Tasks to complete:
1) From the forum thread about the New Holland TZ24DA, quote the passage between "One reviewer said" and "than gas engines.", inclusive.
2) Answer these questions using the forum thread about the New Holland TZ24DA:
(a) What model year is the tractor Chris bought?
(b) How much land is the tractor meant to take care of?
(c) What rating does the tractor have on the Tractor By Net forum?

Page:
•••••

# New Holland TZ24DA insight?



## CDennyRun (Jun 12, 2015)

Hey all! I'm new here, and fairly new to tractors.

I just picked up a 2004 TZ24DA for taking care of the three acres my wife and I have. Goats, horses, soon a steer, and lots of black berry bushes will be the tractors job of cleaning up after. I've been working the tar out of it with the loader, moving dirt and clearing berry vines. So far it's holding up great, with the exception of the HST cooling fan that's totally exposed to brush taller than 20". 

Other than that, I really like it. Do any of you know of things I should look out for? I've read about the frame cracking at the loader bracket welds (mine looks fine). Also the fenders cracking... Mine have been welded by the previous owner.

Pros/Cons/stories? 

Thanks in advance!

Regards,

Chris


----------



## sixbales (May 18, 2011)

Howdy Chris,

There are a number of New Holland TZ24DA reviews available on the internet. All the ones I've seen are favorable. On the Tractor By Net (TBN) forum it is rated 4.7 out of 5. 

One reviewer said it needs a shroud to protect the HST fan & filter which coincides with your comments. 

The cracks in the fender sheet metal are probably due to engine vibration and thin metal fenders. Diesels tend to generate more vibration than gas engines. 

Enjoy your tractor!! She's a keeper!!


----------

•••••

(Stored entries)
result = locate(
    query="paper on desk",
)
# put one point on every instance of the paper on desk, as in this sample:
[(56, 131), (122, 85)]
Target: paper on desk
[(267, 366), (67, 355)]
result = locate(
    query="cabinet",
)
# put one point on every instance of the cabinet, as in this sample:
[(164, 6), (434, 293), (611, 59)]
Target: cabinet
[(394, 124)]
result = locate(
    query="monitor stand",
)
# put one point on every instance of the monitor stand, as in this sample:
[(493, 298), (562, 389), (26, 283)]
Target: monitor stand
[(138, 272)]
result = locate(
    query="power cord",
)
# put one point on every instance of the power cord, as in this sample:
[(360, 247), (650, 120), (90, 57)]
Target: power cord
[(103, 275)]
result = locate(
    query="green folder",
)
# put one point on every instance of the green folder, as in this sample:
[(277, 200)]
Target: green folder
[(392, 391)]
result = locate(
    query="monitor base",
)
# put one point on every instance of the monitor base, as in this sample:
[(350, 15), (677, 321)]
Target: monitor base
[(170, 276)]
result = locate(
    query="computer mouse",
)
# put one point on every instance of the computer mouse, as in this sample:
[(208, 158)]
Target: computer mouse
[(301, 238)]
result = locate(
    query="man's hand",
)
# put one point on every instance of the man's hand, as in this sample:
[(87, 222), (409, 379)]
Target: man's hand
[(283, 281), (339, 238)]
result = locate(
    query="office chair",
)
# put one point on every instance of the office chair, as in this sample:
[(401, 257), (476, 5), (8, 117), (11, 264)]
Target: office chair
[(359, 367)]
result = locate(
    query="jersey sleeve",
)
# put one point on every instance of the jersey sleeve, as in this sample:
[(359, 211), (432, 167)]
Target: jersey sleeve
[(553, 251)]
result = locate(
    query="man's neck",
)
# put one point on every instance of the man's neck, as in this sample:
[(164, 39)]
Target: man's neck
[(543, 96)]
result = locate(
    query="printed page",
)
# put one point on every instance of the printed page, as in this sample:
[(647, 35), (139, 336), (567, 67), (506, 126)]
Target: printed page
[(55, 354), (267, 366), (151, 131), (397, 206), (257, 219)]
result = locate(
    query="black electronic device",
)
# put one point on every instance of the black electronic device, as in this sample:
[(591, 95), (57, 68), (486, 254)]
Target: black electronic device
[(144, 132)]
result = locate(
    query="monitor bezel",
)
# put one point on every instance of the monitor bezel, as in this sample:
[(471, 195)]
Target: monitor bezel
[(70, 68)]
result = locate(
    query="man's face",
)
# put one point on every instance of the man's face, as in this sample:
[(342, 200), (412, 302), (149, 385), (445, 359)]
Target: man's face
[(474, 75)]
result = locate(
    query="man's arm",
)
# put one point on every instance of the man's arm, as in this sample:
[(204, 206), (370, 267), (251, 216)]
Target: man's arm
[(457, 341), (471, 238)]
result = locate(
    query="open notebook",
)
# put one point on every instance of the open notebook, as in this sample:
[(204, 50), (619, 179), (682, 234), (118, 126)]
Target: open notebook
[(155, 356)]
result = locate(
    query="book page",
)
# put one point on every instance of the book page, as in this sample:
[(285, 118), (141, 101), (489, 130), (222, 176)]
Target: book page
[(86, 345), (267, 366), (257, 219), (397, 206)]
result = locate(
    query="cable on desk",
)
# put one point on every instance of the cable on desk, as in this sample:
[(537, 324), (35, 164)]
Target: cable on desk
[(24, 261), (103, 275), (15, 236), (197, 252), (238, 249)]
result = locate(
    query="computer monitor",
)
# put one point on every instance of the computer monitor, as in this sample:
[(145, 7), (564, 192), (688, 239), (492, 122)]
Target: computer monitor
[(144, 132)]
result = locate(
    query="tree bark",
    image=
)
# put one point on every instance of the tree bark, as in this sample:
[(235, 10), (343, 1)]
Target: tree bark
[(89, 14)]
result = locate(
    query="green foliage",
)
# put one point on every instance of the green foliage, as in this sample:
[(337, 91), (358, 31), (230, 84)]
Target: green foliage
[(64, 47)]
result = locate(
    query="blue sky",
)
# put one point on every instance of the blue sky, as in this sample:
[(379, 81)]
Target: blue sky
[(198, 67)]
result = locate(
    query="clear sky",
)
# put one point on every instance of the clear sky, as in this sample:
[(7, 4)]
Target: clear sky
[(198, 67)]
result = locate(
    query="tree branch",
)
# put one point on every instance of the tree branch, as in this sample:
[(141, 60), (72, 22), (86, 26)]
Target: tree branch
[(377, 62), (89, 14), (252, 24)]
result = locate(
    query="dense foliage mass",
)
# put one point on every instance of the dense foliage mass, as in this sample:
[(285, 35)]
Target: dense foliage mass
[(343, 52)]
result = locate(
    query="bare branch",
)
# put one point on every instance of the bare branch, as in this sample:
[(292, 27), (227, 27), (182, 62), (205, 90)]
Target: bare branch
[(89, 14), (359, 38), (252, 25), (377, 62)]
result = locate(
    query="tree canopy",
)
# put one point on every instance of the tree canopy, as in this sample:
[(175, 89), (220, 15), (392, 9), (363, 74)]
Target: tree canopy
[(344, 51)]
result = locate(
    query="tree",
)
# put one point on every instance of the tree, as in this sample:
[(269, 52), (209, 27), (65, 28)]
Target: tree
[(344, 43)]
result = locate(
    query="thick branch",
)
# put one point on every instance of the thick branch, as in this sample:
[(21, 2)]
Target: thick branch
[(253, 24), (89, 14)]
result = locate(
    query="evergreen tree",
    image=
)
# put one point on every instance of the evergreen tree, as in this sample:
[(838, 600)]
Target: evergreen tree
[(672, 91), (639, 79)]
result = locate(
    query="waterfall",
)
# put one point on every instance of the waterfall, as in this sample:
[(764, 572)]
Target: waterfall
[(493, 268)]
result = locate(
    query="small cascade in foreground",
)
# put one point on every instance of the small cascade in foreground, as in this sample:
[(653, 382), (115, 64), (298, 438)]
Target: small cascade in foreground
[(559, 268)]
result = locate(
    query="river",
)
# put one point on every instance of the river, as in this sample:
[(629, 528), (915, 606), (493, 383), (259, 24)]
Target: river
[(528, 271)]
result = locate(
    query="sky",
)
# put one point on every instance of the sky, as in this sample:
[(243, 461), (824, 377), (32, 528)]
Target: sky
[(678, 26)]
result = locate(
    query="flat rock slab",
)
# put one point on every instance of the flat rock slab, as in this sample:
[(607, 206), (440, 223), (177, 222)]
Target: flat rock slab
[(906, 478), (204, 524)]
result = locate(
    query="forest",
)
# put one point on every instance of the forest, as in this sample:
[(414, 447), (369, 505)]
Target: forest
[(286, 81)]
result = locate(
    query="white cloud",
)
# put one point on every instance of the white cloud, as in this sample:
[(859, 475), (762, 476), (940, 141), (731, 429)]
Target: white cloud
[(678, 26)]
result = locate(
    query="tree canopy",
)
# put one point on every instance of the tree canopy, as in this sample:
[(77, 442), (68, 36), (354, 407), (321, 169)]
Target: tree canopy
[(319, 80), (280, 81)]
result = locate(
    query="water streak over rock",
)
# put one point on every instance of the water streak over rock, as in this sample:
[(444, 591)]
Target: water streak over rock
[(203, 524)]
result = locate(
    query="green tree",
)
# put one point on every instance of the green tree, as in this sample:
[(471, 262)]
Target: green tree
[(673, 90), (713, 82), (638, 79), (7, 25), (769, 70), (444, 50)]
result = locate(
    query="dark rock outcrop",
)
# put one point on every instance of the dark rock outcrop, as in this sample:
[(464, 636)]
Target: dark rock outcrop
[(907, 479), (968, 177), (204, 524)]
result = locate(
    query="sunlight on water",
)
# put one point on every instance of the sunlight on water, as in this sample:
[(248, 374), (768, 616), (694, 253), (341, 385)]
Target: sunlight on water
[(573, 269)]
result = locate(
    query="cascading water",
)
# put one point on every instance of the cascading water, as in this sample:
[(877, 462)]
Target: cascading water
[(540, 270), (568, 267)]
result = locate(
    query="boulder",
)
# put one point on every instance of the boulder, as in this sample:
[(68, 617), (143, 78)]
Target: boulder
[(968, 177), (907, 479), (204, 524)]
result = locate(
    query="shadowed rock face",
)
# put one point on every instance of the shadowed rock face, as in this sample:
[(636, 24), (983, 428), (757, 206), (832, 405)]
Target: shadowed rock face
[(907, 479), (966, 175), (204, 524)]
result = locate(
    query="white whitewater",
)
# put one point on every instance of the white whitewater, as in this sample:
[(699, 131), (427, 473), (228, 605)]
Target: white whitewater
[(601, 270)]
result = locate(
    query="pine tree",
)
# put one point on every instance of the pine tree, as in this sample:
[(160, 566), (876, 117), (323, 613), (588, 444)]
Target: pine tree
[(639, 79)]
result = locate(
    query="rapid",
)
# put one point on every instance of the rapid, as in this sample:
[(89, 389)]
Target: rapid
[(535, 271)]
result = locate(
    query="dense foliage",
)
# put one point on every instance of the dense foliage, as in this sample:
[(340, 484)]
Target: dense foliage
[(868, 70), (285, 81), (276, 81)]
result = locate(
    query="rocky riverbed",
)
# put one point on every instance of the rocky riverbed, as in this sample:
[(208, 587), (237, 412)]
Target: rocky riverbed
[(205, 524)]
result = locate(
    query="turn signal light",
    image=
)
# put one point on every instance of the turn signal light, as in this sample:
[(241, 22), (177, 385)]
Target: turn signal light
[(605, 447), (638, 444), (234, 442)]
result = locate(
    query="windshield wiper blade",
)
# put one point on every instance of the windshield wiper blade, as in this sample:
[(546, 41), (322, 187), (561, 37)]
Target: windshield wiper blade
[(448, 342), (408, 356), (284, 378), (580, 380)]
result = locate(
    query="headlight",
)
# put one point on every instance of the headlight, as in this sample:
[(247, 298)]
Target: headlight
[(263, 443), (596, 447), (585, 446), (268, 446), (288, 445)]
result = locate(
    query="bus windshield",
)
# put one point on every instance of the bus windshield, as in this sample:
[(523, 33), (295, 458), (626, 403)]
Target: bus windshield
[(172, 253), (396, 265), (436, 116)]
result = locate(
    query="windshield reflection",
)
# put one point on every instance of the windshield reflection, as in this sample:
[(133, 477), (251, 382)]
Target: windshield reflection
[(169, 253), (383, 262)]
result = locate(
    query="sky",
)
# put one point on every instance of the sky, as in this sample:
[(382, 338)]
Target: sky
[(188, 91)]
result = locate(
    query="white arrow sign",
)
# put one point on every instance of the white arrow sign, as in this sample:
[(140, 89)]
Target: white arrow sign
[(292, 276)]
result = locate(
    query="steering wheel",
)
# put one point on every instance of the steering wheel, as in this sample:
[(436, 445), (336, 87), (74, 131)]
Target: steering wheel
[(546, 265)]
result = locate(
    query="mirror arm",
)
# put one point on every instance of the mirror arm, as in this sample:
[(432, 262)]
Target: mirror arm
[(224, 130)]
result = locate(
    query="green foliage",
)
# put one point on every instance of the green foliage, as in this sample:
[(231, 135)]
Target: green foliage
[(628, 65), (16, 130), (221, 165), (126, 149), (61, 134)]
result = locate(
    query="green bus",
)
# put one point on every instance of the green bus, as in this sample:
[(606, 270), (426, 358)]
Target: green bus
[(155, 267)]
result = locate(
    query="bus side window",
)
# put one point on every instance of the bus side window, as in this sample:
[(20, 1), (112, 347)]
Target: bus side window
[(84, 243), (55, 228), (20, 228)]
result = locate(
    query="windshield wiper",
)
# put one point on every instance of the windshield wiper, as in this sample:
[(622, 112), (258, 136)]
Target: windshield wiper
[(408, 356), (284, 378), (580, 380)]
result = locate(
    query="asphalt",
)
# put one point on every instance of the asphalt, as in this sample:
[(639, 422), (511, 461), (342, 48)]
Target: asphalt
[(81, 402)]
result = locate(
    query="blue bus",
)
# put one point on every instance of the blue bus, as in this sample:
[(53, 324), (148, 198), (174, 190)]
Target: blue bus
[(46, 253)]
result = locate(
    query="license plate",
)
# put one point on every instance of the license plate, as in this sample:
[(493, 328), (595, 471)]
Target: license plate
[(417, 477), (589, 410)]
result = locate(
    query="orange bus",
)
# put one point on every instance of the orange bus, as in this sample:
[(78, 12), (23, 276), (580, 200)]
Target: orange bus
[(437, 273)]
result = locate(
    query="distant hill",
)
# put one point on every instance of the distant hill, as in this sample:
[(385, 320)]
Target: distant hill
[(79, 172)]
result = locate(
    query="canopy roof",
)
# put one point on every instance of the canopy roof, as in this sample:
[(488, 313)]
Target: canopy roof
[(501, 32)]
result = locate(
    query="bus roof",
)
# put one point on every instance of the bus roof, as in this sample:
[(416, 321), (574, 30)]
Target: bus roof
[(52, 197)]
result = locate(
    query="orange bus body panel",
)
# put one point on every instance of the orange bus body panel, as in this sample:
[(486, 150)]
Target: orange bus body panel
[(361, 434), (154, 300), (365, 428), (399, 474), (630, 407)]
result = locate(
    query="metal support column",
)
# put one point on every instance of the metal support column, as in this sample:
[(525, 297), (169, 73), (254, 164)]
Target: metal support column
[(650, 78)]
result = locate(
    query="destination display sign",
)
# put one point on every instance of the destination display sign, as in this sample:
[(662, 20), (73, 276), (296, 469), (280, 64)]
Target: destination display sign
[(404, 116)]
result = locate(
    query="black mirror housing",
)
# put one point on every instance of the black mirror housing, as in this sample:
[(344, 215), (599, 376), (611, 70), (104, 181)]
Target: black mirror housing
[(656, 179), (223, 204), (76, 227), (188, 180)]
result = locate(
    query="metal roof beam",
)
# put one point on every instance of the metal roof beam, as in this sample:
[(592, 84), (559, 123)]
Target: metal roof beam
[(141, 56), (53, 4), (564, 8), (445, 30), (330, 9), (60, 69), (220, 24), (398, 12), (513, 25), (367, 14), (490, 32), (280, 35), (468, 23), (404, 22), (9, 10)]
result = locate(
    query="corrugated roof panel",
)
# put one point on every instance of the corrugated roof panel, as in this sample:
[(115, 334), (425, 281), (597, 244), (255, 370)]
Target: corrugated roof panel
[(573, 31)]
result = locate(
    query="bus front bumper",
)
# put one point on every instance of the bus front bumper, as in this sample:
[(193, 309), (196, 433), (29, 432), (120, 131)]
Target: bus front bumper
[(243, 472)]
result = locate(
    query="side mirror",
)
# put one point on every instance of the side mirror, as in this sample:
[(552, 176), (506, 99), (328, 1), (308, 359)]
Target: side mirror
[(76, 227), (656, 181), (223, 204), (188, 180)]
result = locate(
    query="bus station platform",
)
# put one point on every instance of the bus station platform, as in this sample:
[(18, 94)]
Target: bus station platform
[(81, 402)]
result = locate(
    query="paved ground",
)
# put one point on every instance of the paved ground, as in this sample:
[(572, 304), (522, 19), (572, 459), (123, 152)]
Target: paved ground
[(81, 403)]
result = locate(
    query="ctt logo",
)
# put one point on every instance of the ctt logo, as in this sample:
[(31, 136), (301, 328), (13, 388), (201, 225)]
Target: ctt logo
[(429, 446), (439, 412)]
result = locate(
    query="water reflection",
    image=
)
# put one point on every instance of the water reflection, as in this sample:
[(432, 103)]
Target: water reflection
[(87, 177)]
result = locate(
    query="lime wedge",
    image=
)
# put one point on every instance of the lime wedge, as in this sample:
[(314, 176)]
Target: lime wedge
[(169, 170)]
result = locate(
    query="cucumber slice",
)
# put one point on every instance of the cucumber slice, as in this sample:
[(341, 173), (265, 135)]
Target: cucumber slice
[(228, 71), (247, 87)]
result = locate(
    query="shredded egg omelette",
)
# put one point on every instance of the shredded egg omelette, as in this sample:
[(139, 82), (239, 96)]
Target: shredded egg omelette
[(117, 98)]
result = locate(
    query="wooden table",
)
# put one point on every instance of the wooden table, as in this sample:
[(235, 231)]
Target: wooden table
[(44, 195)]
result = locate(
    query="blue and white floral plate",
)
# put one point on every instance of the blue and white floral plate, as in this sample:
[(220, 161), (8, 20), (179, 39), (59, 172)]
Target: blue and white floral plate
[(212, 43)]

•••••

Task solutions:
1)
One reviewer said it needs a shroud to protect the HST fan & filter which coincides with your comments. 

The cracks in the fender sheet metal are probably due to engine vibration and thin metal fenders. Diesels tend to generate more vibration than gas engines.

2)
(a) 2004
(b) Three acres
(c) 4.7 out of 5